## EXCERPTED TEXT
******************************
December brought a noticeable weakening in the macro momentum, as the euro area economy is battling with the triple headwinds of new COVID-19 restrictions, ongoing supply bottlenecks and real household income erosion. With Omicron becoming the dominant variant, many European countries have introduced new restrictions, especially on non-vaccinated citizens, but have so far largely refrained from strict measures such as full-scale lockdowns. While new hospital admissions are increasing again, they remain below levels seen in previous waves. Still, services activity took a noticeable hit from the tighter Omicron containment measures hitting tourism and recreation. Consumer confidence also cooled and fell back below pre-pandemic levels. Rays of light still come from the manufacturing side with tentative signs of easing bottlenecks and shortening delivery times. But overall business surveys suggest economic activity broadly stagnated at the end of Q4 and uncertainty remains high in light of Omicron risks and its impact on supply chains and consumer spending.
Europe’s energy crisis showed signs of calming after natural gas prices have come down some 50% since the late December peak, but it is too early to call it over in our view. Euro area HICP inflation reached another record high of 5.0% in December, as particularly food prices added further to the huge energy contribution and core inflation remained elevated at 2.6%. We forecast headline inflation at 3.2% this year and 1.5% in 2023. Business surveys also point to an easing of cost-push pressures ahead. However, upside risks still stem from the reversal of discretionary fiscal measures, Omicron disruptions, Russia tensions and ongoing green transition efforts. In order to ease green transition challenges, the EU Commission proposed to give the green label now also to nuclear energy and natural gas in its long-awaited taxonomy for sustainable finance, which has received fierce criticism from some EU member states such as Germany, Austria and Luxembourg.
******************************
## RECORD SET
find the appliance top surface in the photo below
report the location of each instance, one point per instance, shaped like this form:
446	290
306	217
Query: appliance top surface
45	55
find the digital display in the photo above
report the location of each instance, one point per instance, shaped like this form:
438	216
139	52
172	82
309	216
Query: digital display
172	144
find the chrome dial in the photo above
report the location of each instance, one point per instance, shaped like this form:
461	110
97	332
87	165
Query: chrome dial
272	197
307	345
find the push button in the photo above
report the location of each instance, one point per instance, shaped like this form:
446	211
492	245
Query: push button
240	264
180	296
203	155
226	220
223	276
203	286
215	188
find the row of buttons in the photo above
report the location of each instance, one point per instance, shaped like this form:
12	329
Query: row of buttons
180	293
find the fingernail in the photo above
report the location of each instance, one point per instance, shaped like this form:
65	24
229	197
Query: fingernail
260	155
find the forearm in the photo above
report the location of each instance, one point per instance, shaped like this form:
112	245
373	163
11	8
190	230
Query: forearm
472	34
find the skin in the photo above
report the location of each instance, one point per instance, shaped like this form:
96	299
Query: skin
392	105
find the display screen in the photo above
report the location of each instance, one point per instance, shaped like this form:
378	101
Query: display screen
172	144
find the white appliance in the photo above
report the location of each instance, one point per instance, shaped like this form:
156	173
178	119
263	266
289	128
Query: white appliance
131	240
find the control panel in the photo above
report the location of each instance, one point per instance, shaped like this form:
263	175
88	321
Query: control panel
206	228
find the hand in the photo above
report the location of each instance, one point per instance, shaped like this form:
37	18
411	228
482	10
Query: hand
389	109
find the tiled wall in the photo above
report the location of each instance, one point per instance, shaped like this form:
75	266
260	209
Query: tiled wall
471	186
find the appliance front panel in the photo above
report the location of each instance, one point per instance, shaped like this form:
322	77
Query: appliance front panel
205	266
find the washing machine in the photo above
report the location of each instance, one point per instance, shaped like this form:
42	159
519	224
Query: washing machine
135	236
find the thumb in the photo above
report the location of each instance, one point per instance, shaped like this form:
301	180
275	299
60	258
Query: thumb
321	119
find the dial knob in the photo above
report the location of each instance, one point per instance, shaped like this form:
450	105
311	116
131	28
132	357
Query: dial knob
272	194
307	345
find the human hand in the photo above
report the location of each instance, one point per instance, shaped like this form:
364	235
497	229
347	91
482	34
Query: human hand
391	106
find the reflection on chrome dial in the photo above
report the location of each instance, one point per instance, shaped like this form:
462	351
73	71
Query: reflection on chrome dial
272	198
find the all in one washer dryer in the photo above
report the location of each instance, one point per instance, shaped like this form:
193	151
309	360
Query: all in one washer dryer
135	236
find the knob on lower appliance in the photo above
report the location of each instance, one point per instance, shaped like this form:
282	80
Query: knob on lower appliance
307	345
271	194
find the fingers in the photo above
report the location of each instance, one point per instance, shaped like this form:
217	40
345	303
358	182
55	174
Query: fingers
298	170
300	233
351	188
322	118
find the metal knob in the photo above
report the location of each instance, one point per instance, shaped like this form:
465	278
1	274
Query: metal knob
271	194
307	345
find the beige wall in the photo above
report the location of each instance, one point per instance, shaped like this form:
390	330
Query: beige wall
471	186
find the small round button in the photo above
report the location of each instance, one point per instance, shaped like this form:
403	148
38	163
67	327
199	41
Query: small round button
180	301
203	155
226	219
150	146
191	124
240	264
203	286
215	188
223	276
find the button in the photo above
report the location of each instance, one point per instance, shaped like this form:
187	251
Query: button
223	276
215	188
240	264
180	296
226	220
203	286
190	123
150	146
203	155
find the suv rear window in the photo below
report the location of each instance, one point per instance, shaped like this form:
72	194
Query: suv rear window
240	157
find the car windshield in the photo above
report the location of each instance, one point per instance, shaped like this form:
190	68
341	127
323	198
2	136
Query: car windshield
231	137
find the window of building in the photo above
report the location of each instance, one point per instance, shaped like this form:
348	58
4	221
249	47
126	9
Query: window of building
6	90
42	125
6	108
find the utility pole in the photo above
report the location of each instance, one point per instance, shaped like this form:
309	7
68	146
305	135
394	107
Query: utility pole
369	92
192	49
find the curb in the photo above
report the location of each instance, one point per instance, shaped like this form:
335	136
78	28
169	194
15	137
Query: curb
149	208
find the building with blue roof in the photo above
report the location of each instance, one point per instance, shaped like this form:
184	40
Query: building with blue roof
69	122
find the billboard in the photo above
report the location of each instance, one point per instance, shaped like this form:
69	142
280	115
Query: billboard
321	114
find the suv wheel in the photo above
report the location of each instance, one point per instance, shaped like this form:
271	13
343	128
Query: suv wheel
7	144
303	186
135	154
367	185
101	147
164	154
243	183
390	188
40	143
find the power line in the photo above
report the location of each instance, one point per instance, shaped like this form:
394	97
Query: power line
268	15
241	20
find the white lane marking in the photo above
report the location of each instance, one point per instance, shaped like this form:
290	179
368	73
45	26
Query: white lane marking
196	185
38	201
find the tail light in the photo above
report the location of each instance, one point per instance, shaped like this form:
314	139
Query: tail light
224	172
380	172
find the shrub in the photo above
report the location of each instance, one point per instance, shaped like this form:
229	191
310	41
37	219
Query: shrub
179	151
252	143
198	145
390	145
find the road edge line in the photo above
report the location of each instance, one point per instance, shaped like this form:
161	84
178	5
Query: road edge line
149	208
******************************
## PROBLEM STATEMENT
Pick up the euro area economic outlook text after its final sentence and continue it.

## ANSWER BOX
In light of continued inflation upside surprises, ECB initiated the first cautious steps towards policy normalization at the December meeting. In line with the global tightening trend, ECB decided to phase out its PEPP program in March and continue its normal QE program at a slightly higher purchase pace during Q2 and Q3 22, while also leaving the door open for a rate hike in 2023. This will crucially depend on how wages are developing. Although the inflation outlook was significantly revised up for 2022 and 2023, ECB still foresees HICP inflation moderating to 1.8% at the end of the forecast horizon. This seems still too low for ECB to be comfortable with initiating first-rate hike discussions at the current stage, but President Lagarde stressed that ECB will remain data-dependent and adapt its outlook and policy guidance if upside risks to inflation appear. Should the envisioned pick-up in wage growth materialize, we could see a rate hike coming in late 2023, but overall we continue to expect a much more cautious policy normalization approach from ECB than e.g. the Fed.